Source data
----------------
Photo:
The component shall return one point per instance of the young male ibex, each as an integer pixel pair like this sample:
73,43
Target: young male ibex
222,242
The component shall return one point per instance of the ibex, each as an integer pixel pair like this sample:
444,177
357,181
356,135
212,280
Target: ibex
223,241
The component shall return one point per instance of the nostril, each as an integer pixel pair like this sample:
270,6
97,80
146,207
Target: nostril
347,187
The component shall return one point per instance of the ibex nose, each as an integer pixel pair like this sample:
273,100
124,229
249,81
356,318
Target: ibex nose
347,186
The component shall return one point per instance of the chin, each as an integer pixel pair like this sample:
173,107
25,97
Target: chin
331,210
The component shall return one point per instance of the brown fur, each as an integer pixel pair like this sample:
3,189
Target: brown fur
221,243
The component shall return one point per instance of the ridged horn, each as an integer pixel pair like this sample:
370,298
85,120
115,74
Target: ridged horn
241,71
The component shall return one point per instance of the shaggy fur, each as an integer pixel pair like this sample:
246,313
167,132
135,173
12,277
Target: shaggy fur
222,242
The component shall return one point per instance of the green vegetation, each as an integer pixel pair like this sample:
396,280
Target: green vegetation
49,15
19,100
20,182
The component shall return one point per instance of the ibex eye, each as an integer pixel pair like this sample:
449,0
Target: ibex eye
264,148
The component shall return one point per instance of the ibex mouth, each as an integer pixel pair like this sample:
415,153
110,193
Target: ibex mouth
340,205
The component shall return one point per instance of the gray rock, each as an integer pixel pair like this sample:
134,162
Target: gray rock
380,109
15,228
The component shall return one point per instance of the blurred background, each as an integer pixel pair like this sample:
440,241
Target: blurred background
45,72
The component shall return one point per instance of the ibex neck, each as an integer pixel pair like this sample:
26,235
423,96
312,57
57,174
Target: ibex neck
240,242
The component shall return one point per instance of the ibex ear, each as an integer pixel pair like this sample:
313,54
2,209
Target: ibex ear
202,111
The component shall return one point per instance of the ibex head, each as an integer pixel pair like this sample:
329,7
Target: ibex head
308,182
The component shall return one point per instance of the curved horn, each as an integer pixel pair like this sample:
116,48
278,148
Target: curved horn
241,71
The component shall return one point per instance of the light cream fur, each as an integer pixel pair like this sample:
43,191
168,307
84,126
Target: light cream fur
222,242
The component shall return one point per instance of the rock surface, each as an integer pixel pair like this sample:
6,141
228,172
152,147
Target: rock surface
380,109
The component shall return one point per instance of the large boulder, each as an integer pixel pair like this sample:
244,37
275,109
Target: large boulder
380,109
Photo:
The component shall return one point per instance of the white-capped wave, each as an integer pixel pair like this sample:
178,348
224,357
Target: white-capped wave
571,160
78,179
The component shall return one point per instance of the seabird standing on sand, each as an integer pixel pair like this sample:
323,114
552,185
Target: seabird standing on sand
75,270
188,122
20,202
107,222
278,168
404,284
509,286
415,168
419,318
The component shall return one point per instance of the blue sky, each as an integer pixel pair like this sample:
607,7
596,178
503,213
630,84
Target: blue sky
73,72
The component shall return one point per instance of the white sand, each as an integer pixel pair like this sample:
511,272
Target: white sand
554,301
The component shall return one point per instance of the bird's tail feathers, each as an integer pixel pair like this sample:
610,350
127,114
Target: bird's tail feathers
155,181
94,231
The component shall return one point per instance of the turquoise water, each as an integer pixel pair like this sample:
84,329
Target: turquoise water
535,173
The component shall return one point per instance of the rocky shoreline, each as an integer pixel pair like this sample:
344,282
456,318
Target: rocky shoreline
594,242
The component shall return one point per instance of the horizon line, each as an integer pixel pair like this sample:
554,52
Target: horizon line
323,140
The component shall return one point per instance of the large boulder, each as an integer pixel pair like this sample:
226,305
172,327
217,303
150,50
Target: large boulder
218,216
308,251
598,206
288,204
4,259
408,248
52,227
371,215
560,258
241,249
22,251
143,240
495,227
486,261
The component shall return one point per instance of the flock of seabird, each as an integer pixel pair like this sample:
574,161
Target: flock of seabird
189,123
----------------
Once you have read the entries, reproduce each one exactly.

_REPLY TO THE TASK_:
Photo:
The component shall return one point per instance of the young male ibex, each as an integer pixel pair like this sample:
73,43
Target: young male ibex
222,242
The component shall return one point per instance of the ibex, each as an integer pixel pair like this sample:
444,177
357,181
356,135
212,280
Target: ibex
223,241
The component shall return one point per instance of the nostril, each as an integer pixel pair like this sample:
270,6
97,80
146,207
Target: nostril
347,187
The component shall return one point per instance of the ibex nose, each as an integer pixel pair like this sample:
273,100
124,229
249,81
356,318
Target: ibex nose
347,186
The component shall return one point per instance of the chin, each as an integer pixel pair like this sample:
173,107
25,97
Target: chin
331,210
The component shall return one point per instance of the brown fur, each as an integer pixel pair like this sample:
3,189
Target: brown fur
221,243
The component shall return one point per instance of the ridged horn, each as an integer pixel pair like this sample:
370,298
85,120
115,74
Target: ridged horn
241,71
The component shall return one point per instance of the shaggy fur, each as an integer pixel pair like this sample:
246,313
167,132
135,173
12,277
Target: shaggy fur
222,242
The component shall return one point per instance of the green vegetation, each as an integer pixel pair like this sample:
396,280
Target: green vegetation
49,15
19,100
20,182
The component shall return one point per instance of the ibex eye, each as an integer pixel pair like this sample:
449,0
Target: ibex eye
264,148
The component shall return one point per instance of the ibex mouth, each as an integer pixel pair like this sample:
415,153
110,193
Target: ibex mouth
340,205
The component shall return one point per instance of the gray rock, each as an integer pixel pair like this sample:
134,162
Target: gray rock
380,109
15,228
The component shall return one point per instance of the blurred background, each as an integer pixel pair like this sample:
440,241
Target: blurred background
45,72
The component shall return one point per instance of the ibex neck, each as an integer pixel pair like this sample:
26,235
423,96
312,57
57,174
Target: ibex neck
240,242
The component shall return one point per instance of the ibex ear, each as an integer pixel pair like this sample:
313,54
2,209
Target: ibex ear
202,111
The component shall return one point per instance of the ibex head, each as an integer pixel pair like this sample:
329,7
Target: ibex head
308,182
The component shall return one point per instance of the curved horn, each as an integer pixel pair like this sample:
116,48
278,148
Target: curved horn
241,71
The component shall return one point per instance of the light cream fur, each as an integer pixel pair like this sample:
43,191
168,307
84,126
Target: light cream fur
222,242
The component shall return one point per instance of the rock surface, each as an integer pixel pair like this sample:
6,141
228,172
152,147
Target: rock surface
380,109
The component shall return one point per instance of the large boulder, each as an integer pixel pair like this sample:
244,37
275,109
Target: large boulder
380,109
Photo:
The component shall return one point per instance of the white-capped wave, each as an integer pixel pair like this sample:
178,348
224,357
Target: white-capped wave
571,160
78,179
The component shall return one point per instance of the seabird standing on sand, each as an integer pixel pair like this sample:
323,114
552,185
Target: seabird standing on sand
75,270
188,122
20,202
107,222
278,168
404,284
509,286
415,168
419,318
The component shall return one point per instance of the blue sky, each as an integer pixel pair like this sample:
607,7
596,178
503,213
630,84
Target: blue sky
73,72
The component shall return one point per instance of the white sand, each as an integer pixel pair like this sample:
511,272
Target: white sand
554,301
The component shall return one point per instance of the bird's tail feathers, each as an integer pixel pair like this sample:
610,350
127,114
Target: bird's tail feathers
155,181
94,231
The component shall return one point per instance of the turquoise water, each as an integer pixel pair like this sample:
84,329
Target: turquoise water
535,173
The component shall return one point per instance of the rocky shoreline, each as an integer pixel pair like this sample:
344,282
456,318
Target: rocky shoreline
594,242
The component shall return one point per instance of the horizon line, each as an integer pixel pair like this sample:
554,52
Target: horizon line
323,140
The component shall return one point per instance of the large boulder, each as an integer pixel pair like this sample:
226,305
172,327
217,303
150,50
Target: large boulder
218,216
308,251
598,206
288,204
4,259
408,248
52,227
371,215
560,258
241,249
22,251
143,240
495,227
486,261
The component shall return one point per instance of the flock of seabird, each as an integer pixel pair like this sample:
574,161
Target: flock of seabird
189,123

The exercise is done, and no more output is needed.